### DATA LISTING
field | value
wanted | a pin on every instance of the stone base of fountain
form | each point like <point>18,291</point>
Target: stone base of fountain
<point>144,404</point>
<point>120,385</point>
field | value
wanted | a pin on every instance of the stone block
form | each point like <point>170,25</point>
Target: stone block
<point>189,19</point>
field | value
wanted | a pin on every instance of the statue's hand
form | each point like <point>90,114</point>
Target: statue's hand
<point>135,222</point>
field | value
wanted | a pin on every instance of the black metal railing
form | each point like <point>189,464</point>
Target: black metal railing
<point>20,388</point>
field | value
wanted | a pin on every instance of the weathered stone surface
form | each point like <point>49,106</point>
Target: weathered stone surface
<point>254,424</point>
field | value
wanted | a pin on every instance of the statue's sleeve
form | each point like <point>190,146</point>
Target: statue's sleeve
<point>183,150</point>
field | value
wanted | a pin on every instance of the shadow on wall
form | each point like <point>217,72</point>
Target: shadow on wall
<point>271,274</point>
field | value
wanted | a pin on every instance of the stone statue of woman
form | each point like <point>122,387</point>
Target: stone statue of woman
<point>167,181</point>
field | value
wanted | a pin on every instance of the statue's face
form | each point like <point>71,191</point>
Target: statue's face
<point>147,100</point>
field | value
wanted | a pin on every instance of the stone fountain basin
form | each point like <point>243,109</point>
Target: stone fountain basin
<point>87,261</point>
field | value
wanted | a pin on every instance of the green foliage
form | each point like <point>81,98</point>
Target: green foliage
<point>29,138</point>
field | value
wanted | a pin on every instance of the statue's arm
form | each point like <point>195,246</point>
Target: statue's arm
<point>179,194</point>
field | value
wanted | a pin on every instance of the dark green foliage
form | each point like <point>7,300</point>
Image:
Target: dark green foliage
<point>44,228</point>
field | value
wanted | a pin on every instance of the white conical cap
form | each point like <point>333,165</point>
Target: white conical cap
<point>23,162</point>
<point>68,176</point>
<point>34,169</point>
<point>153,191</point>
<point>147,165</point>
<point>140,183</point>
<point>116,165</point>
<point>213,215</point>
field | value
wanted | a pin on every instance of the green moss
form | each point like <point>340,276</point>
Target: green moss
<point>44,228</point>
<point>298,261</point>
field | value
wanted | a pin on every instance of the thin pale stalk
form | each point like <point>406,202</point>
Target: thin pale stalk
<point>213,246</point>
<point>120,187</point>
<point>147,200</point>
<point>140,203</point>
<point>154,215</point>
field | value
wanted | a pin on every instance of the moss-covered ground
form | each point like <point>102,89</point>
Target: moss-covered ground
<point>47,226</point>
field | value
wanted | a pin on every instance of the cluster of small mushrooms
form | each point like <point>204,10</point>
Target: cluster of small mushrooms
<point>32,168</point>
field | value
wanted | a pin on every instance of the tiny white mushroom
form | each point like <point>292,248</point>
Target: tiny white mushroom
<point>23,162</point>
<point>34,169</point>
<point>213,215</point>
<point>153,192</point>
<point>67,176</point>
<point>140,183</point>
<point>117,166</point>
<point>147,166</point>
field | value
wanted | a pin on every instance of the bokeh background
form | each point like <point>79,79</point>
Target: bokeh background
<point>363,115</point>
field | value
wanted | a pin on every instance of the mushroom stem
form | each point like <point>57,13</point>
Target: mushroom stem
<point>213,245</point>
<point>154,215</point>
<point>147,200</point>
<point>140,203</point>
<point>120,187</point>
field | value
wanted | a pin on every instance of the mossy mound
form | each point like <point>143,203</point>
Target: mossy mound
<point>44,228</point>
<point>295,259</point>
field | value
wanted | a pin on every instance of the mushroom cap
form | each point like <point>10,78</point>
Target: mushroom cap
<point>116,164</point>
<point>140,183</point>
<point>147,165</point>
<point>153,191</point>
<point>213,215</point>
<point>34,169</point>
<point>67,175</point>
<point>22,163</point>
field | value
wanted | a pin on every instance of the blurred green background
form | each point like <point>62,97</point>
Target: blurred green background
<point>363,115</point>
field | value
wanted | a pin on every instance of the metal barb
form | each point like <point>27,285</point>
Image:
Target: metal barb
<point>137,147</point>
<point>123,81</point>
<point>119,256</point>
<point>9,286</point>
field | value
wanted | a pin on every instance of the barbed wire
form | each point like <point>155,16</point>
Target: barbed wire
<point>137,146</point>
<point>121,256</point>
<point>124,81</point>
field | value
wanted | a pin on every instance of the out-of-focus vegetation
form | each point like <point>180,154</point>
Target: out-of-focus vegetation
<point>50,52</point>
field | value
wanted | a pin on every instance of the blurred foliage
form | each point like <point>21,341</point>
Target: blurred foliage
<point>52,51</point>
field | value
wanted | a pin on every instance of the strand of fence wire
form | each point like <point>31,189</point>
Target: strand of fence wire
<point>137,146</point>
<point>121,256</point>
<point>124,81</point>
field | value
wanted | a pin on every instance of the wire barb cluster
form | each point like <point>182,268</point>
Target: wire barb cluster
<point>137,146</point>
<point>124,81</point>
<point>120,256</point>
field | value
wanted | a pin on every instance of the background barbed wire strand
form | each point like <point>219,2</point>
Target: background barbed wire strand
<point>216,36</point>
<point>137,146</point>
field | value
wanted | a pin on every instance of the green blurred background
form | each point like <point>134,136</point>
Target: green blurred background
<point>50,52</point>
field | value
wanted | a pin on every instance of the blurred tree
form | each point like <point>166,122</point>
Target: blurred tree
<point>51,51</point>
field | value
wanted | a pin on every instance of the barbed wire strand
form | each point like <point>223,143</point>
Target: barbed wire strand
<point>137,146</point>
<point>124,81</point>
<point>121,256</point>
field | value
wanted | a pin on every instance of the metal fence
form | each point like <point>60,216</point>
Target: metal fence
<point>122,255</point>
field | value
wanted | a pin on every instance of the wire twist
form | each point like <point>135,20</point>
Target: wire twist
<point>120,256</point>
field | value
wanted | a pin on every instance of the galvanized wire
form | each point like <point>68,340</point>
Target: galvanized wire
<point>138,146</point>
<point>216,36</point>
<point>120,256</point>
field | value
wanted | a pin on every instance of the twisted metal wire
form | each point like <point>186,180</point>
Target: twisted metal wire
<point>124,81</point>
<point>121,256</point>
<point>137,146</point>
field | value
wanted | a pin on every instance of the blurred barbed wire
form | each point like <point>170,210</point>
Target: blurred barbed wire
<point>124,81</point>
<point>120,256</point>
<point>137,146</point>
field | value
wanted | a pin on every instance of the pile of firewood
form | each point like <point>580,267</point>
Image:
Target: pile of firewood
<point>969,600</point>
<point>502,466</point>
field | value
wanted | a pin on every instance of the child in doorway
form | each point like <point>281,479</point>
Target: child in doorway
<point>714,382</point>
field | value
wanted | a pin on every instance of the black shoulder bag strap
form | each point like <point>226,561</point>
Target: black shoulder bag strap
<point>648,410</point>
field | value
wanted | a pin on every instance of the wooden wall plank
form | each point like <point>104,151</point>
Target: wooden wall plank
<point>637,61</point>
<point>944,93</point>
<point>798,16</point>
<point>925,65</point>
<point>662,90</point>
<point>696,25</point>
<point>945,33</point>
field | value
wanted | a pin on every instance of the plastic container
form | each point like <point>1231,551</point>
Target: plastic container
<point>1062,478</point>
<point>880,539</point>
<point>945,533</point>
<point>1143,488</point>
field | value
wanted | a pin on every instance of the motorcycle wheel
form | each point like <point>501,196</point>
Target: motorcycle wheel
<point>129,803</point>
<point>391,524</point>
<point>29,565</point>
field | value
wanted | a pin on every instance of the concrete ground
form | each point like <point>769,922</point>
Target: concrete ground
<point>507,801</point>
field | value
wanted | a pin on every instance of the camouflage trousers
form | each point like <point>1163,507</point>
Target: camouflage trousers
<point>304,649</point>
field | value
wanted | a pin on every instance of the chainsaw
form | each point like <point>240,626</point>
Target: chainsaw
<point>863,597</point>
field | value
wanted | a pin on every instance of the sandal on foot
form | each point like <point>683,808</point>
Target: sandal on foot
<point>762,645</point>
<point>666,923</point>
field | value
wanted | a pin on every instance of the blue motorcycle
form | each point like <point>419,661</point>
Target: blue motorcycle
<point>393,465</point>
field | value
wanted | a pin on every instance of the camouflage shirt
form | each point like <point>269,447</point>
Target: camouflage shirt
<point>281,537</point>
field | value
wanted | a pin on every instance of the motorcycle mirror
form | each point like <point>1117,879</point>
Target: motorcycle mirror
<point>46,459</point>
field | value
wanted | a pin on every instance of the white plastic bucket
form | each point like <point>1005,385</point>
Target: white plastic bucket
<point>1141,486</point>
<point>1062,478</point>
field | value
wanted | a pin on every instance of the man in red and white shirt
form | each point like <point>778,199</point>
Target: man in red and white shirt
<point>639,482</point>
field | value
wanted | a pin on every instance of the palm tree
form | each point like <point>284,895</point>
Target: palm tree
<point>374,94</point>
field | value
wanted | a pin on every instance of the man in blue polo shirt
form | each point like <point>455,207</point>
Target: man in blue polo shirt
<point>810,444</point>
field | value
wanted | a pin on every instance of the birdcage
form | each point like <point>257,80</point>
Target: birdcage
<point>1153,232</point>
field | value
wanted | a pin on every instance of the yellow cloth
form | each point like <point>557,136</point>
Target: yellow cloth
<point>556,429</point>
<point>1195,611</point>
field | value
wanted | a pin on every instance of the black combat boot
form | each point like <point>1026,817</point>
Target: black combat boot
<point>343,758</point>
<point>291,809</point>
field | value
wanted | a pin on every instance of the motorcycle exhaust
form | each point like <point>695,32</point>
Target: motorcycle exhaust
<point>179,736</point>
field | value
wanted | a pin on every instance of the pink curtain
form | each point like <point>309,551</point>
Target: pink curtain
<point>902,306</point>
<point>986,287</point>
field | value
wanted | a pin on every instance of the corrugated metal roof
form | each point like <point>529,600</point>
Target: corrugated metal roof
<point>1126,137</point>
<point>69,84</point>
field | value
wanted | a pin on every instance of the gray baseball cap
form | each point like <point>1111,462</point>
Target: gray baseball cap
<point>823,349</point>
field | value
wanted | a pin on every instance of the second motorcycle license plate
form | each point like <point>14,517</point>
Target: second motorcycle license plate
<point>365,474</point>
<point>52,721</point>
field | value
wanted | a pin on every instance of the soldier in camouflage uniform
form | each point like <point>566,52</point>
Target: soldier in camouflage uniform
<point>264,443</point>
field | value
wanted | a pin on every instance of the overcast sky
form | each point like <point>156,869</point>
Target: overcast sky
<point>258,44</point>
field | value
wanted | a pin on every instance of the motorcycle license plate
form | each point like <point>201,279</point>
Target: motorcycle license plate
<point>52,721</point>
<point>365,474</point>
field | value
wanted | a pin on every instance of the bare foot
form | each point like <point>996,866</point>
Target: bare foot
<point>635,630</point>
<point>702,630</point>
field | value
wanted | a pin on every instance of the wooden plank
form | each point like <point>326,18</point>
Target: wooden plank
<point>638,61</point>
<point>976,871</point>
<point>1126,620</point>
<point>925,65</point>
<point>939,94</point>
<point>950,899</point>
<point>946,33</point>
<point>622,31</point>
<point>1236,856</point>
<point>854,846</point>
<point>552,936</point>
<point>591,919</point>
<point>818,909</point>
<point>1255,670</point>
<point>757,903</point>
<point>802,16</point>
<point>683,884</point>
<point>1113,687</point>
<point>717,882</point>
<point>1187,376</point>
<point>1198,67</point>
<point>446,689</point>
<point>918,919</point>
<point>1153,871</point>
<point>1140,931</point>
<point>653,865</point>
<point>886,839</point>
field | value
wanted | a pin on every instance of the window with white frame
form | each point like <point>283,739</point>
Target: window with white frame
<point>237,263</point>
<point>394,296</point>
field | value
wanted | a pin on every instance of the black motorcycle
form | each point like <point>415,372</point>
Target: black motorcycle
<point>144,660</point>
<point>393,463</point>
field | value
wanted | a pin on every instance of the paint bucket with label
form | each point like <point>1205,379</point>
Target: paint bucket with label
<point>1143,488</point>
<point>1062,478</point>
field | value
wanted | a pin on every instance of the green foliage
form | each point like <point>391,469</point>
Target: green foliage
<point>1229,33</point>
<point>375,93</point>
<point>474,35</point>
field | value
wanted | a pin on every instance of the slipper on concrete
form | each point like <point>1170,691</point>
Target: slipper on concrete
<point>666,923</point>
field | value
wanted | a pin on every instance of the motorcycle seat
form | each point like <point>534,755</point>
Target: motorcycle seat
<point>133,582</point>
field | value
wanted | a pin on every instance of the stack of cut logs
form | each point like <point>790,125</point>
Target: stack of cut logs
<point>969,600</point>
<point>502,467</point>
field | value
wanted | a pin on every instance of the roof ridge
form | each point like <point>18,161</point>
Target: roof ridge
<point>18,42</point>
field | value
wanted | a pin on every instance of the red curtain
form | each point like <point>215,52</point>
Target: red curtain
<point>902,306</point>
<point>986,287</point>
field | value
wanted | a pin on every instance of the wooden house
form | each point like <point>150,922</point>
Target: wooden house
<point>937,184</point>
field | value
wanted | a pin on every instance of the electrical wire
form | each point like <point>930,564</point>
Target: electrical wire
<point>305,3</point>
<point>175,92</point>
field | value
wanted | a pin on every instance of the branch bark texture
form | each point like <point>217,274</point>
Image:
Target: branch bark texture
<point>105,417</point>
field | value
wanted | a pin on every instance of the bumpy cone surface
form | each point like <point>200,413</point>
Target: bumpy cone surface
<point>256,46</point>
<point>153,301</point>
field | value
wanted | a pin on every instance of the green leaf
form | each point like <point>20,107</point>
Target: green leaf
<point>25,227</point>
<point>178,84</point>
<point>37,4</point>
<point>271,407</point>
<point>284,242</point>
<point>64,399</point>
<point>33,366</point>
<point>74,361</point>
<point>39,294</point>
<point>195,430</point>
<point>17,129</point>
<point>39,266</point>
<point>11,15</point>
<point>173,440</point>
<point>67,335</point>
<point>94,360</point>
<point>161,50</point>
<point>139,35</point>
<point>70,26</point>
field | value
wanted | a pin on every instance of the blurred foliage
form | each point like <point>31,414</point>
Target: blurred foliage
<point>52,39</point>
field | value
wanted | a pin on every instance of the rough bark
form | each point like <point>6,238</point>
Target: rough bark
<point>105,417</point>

### ASSIGNMENT
Of the lines above, retype only those from the line containing "Target: black metal railing" through the line containing "form | each point like <point>195,246</point>", including both, exactly.

### RESULT OF THE TASK
Target: black metal railing
<point>20,388</point>
field | value
wanted | a pin on every instance of the weathered stone surface
form | each point like <point>49,106</point>
Target: weathered stone surface
<point>254,424</point>
field | value
wanted | a pin on every instance of the statue's sleeve
form | each point like <point>190,146</point>
Target: statue's sleeve
<point>183,150</point>
field | value
wanted | a pin on every instance of the shadow on wall
form | each point like <point>217,72</point>
Target: shadow on wall
<point>271,274</point>
field | value
wanted | a pin on every instance of the stone statue of woman
form | each point like <point>122,387</point>
Target: stone statue of woman
<point>167,181</point>
field | value
wanted | a pin on every instance of the statue's face
form | each point like <point>71,191</point>
Target: statue's face
<point>147,100</point>
field | value
wanted | a pin on every instance of the stone fountain basin
form | each point like <point>243,109</point>
Target: stone fountain basin
<point>87,261</point>
field | value
wanted | a pin on every instance of the green foliage
form | each point like <point>81,98</point>
Target: green foliage
<point>29,138</point>
field | value
wanted | a pin on every instance of the statue's arm
form | each point like <point>195,246</point>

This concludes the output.